任务目标: 把论述行政补偿宪法依据的原文段落里从“在我国,是否存在行政补偿的宪”起到“损害——赔偿;合法侵犯——损失——补偿。”止的内容一字不差地重新写出来。

[原文段落]

在我国,是否存在行政补偿的宪法依据是一个有争议的问题。1982年《宪法》第41条第3款规定:由于国家机关和国家机关工作人员侵犯公民权利而受到损失的人,有依照法律取得赔偿的权利。许多学者据此认为,该款规定仅是行政赔偿的宪法依据,而不是行政补偿的宪法依据。笔者认为,可以通过宪法解释从中推导出行政补偿的内容。按照一般的行政法学用语,损害是与赔偿相连结的,而损失则是与补偿连结的。而宪法第41条第3款则是将损失与赔偿连结的,如果该款的“损失”是狭义的,则应将后面的“赔偿”改为补偿;而如果“赔偿”是狭义的,则前面的“损失”应该为“损害”。如此,宪法的该款规定岂不存在内在的矛盾?为消除这种矛盾,我们只能将“损失”和“赔偿”这两个概念做扩充解释,即该款的损失既包括“狭义上的损失”,也包括损害;同样,赔偿既包括狭义上的赔偿,也包括补偿在内。而该款规定中的“侵犯”并未明确限定为“违法侵犯”,因此可以认为,这里的“侵犯”既包括“合法侵犯”,也包括“违法侵犯”。这样,宪法的该款规定就同时成为行政赔偿和行政补偿的依据。其推导过程可以这样表示:违法侵犯——损害——赔偿;合法侵犯——损失——补偿。

[/原文段落]
[研究数据]

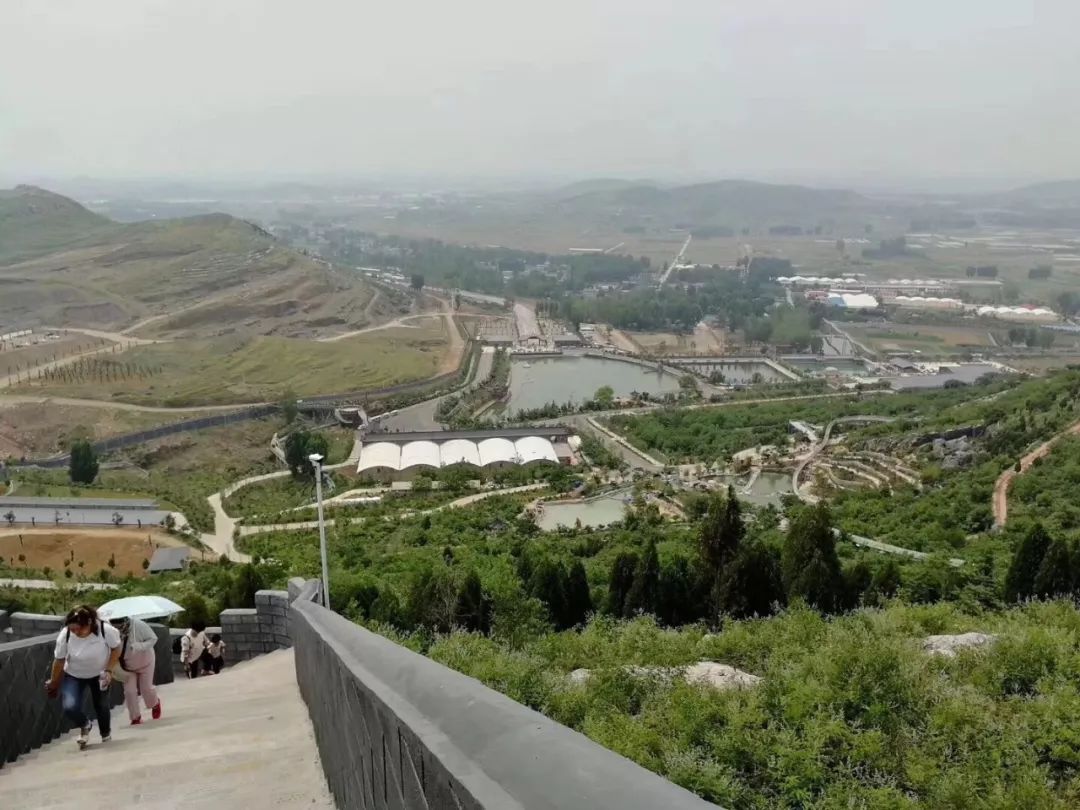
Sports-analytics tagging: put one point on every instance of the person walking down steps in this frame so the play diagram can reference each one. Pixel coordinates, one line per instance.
(193, 645)
(86, 650)
(137, 660)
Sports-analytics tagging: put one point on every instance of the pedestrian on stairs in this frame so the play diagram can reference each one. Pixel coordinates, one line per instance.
(86, 650)
(137, 659)
(193, 645)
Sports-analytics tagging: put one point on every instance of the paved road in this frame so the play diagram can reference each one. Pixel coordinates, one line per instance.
(421, 416)
(26, 399)
(467, 500)
(48, 584)
(805, 461)
(242, 739)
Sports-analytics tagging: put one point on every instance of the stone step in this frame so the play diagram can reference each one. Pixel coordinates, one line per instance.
(238, 740)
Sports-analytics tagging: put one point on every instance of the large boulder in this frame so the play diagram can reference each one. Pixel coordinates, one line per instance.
(703, 673)
(719, 676)
(949, 645)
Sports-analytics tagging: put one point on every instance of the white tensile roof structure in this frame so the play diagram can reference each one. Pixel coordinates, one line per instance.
(496, 450)
(419, 454)
(458, 451)
(535, 448)
(428, 454)
(380, 455)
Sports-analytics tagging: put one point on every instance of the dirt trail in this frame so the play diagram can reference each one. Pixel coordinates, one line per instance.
(1004, 481)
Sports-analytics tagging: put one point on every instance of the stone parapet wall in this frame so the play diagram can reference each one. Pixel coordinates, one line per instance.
(251, 632)
(397, 730)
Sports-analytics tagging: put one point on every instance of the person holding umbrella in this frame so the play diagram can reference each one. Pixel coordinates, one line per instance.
(137, 657)
(137, 660)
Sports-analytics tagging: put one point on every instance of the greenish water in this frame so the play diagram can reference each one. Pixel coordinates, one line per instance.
(602, 511)
(536, 382)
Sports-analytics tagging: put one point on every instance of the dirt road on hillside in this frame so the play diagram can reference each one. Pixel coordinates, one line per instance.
(1004, 480)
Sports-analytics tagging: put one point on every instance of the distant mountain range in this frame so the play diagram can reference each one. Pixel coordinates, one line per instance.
(724, 202)
(62, 265)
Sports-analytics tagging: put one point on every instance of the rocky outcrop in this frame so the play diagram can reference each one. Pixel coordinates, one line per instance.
(950, 645)
(717, 676)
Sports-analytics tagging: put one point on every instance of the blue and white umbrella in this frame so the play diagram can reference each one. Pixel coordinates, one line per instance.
(138, 607)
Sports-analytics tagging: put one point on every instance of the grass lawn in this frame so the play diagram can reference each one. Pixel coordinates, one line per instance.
(224, 370)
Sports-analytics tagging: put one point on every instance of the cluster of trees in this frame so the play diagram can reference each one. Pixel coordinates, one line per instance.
(96, 369)
(678, 307)
(1042, 567)
(1030, 336)
(889, 248)
(83, 464)
(457, 409)
(301, 444)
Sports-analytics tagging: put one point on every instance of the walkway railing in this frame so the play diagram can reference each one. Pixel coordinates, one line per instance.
(395, 729)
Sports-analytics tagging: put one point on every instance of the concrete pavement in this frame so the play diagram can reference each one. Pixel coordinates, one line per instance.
(242, 739)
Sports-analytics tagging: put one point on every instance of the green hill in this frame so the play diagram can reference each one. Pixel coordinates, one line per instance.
(194, 277)
(35, 221)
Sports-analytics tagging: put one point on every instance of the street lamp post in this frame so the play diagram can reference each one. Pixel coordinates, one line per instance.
(316, 461)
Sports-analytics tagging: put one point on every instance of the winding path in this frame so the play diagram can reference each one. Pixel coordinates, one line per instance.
(1004, 481)
(805, 461)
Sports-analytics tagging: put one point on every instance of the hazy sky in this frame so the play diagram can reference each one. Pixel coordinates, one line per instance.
(689, 89)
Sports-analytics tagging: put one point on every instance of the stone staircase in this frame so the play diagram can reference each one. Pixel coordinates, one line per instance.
(242, 739)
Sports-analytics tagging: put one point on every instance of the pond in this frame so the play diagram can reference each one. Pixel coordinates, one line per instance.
(817, 366)
(737, 372)
(536, 382)
(601, 511)
(767, 488)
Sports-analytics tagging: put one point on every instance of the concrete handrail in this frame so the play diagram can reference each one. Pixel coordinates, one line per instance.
(399, 730)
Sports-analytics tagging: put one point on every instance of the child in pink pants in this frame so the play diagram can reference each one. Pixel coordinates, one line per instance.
(137, 661)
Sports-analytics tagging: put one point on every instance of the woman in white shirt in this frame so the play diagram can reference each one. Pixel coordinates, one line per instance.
(193, 649)
(86, 650)
(137, 660)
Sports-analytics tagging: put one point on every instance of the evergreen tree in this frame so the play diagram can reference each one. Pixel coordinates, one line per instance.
(645, 591)
(751, 583)
(811, 570)
(1020, 579)
(245, 582)
(858, 583)
(1054, 577)
(676, 598)
(579, 602)
(621, 581)
(548, 584)
(474, 607)
(83, 464)
(721, 530)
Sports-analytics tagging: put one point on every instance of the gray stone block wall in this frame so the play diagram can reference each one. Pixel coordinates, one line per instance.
(397, 730)
(31, 625)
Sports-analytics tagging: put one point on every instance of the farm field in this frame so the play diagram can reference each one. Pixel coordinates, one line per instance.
(93, 548)
(28, 356)
(226, 370)
(928, 339)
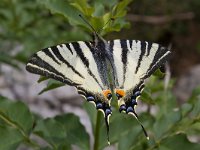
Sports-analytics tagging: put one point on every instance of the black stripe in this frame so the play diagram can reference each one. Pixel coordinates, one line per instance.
(36, 60)
(48, 53)
(149, 48)
(124, 57)
(56, 52)
(111, 60)
(143, 50)
(131, 44)
(99, 54)
(159, 53)
(69, 48)
(85, 60)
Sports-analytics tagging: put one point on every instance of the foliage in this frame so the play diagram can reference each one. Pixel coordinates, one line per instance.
(169, 128)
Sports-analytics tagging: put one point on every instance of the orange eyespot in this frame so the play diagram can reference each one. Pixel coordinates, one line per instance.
(106, 93)
(120, 92)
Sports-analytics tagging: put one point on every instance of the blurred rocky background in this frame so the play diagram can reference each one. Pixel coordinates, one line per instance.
(26, 27)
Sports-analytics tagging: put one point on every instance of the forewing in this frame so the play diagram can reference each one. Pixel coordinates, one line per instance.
(70, 63)
(136, 60)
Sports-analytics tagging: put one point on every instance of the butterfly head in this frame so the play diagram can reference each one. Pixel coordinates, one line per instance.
(127, 101)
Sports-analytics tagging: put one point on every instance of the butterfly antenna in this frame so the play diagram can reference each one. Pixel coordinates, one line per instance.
(143, 129)
(107, 128)
(87, 23)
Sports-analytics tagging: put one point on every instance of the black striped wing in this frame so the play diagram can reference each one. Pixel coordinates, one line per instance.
(70, 63)
(136, 60)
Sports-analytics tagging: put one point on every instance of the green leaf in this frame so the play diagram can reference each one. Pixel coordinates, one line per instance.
(179, 141)
(51, 131)
(83, 7)
(186, 108)
(16, 114)
(9, 60)
(10, 138)
(120, 9)
(75, 131)
(52, 84)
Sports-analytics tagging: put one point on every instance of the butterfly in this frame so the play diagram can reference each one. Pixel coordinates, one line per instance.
(99, 68)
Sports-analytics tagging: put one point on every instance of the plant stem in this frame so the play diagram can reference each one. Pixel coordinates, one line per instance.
(97, 131)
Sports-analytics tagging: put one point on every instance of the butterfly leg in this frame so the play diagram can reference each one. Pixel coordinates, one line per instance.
(129, 108)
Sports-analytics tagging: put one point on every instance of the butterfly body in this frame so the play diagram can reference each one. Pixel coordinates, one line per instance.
(101, 68)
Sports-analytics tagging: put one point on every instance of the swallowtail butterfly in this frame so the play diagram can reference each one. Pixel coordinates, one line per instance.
(89, 65)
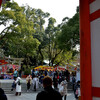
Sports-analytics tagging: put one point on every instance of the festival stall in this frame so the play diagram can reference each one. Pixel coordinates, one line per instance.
(49, 68)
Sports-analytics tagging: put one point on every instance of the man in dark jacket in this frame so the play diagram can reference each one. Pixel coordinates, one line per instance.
(49, 93)
(2, 95)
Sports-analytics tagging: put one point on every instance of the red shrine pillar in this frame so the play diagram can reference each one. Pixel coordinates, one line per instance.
(0, 2)
(90, 49)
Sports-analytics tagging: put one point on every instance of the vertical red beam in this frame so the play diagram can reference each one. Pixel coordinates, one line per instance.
(85, 51)
(0, 2)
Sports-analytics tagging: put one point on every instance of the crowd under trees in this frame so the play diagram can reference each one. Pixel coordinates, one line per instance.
(24, 35)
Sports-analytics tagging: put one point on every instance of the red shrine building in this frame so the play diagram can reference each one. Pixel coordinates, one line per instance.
(89, 49)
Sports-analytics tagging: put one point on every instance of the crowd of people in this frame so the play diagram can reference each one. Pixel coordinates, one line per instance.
(60, 80)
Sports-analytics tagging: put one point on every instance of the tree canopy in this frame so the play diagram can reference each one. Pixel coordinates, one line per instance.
(24, 35)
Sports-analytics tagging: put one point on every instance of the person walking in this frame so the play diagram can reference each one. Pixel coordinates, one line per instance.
(15, 74)
(18, 86)
(64, 88)
(28, 81)
(2, 95)
(35, 83)
(48, 93)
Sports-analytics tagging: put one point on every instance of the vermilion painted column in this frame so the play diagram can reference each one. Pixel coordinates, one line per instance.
(85, 51)
(0, 2)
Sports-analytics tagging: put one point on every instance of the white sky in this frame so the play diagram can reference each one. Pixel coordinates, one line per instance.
(58, 9)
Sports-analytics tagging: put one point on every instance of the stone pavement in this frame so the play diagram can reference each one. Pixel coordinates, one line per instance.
(32, 96)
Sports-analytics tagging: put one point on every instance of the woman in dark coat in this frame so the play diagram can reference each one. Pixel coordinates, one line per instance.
(2, 95)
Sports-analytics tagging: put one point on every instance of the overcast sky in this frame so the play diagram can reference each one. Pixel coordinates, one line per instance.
(58, 9)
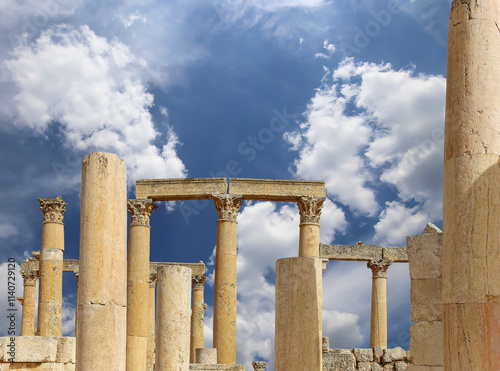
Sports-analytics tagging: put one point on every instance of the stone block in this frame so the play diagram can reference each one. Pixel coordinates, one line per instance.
(426, 302)
(426, 343)
(394, 354)
(350, 252)
(424, 255)
(339, 360)
(363, 355)
(29, 349)
(276, 190)
(179, 189)
(396, 254)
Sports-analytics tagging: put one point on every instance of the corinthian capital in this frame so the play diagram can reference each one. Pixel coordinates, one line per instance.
(199, 282)
(29, 277)
(227, 206)
(310, 209)
(140, 211)
(379, 267)
(53, 209)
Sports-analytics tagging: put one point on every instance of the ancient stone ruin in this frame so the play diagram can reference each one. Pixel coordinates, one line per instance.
(455, 280)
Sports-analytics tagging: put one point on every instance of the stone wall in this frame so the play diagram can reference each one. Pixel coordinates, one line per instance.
(426, 334)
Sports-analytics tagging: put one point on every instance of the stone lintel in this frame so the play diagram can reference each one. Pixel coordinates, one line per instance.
(179, 189)
(351, 252)
(198, 269)
(276, 190)
(396, 254)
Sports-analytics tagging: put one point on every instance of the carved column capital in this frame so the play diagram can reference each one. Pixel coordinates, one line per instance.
(140, 211)
(310, 209)
(53, 209)
(29, 277)
(379, 267)
(259, 365)
(227, 206)
(199, 282)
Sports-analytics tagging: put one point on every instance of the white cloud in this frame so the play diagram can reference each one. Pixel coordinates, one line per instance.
(93, 88)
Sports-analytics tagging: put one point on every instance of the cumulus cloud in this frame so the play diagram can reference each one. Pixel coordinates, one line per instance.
(369, 124)
(93, 88)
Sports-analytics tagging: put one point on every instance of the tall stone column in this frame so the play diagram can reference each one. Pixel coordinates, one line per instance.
(138, 283)
(471, 199)
(310, 212)
(197, 314)
(172, 318)
(28, 317)
(150, 359)
(102, 310)
(51, 267)
(225, 278)
(378, 328)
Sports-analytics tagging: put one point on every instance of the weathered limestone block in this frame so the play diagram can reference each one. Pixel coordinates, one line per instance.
(426, 302)
(179, 189)
(396, 254)
(276, 190)
(426, 343)
(358, 252)
(363, 355)
(394, 354)
(339, 360)
(298, 330)
(424, 253)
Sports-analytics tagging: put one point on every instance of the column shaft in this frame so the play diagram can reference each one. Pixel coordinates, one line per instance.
(471, 232)
(28, 316)
(102, 308)
(172, 318)
(225, 299)
(138, 284)
(51, 267)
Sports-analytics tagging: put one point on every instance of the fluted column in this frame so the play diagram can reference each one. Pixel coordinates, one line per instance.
(197, 314)
(150, 358)
(471, 199)
(29, 294)
(102, 318)
(225, 278)
(310, 212)
(378, 328)
(51, 267)
(138, 283)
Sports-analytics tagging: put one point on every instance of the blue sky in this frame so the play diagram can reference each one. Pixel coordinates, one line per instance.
(349, 92)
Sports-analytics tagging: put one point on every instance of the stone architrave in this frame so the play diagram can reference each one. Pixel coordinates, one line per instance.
(172, 318)
(150, 359)
(51, 267)
(471, 198)
(298, 334)
(28, 317)
(378, 328)
(197, 314)
(102, 310)
(138, 283)
(310, 213)
(224, 337)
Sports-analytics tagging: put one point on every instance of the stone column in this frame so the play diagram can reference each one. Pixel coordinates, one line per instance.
(51, 267)
(102, 310)
(197, 314)
(28, 317)
(471, 199)
(225, 278)
(378, 328)
(150, 358)
(298, 334)
(172, 318)
(138, 283)
(310, 212)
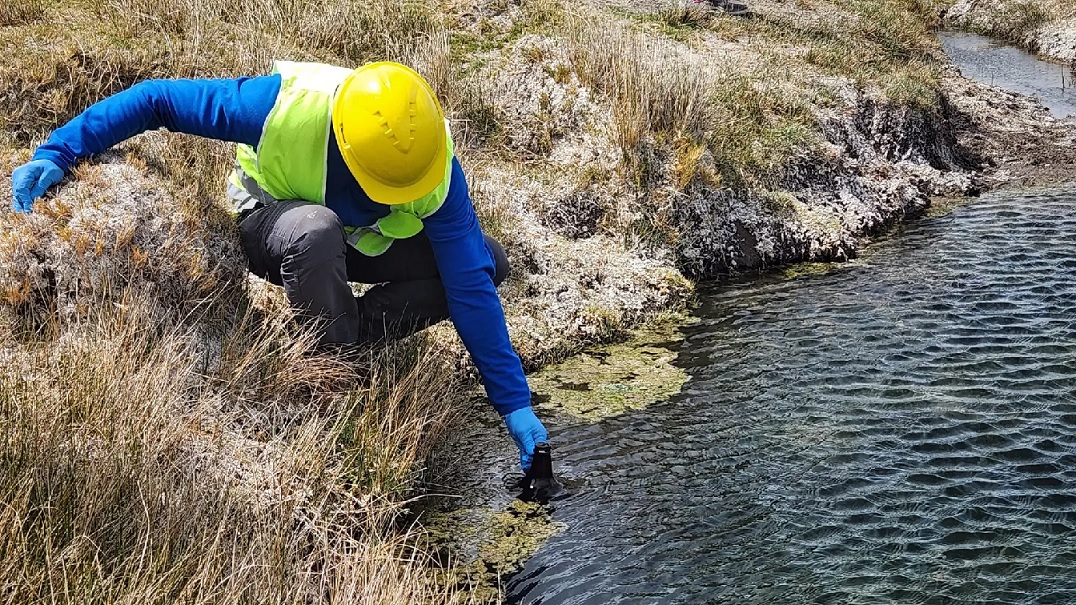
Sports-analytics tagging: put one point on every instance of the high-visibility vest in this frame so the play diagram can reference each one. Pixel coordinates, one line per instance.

[/研究数据]

作答区:
在我国,是否存在行政补偿的宪法依据是一个有争议的问题。1982年《宪法》第41条第3款规定:由于国家机关和国家机关工作人员侵犯公民权利而受到损失的人,有依照法律取得赔偿的权利。许多学者据此认为,该款规定仅是行政赔偿的宪法依据,而不是行政补偿的宪法依据。笔者认为,可以通过宪法解释从中推导出行政补偿的内容。按照一般的行政法学用语,损害是与赔偿相连结的,而损失则是与补偿连结的。而宪法第41条第3款则是将损失与赔偿连结的,如果该款的“损失”是狭义的,则应将后面的“赔偿”改为补偿;而如果“赔偿”是狭义的,则前面的“损失”应该为“损害”。如此,宪法的该款规定岂不存在内在的矛盾?为消除这种矛盾,我们只能将“损失”和“赔偿”这两个概念做扩充解释,即该款的损失既包括“狭义上的损失”,也包括损害;同样,赔偿既包括狭义上的赔偿,也包括补偿在内。而该款规定中的“侵犯”并未明确限定为“违法侵犯”,因此可以认为,这里的“侵犯”既包括“合法侵犯”,也包括“违法侵犯”。这样,宪法的该款规定就同时成为行政赔偿和行政补偿的依据。其推导过程可以这样表示:违法侵犯——损害——赔偿;合法侵犯——损失——补偿。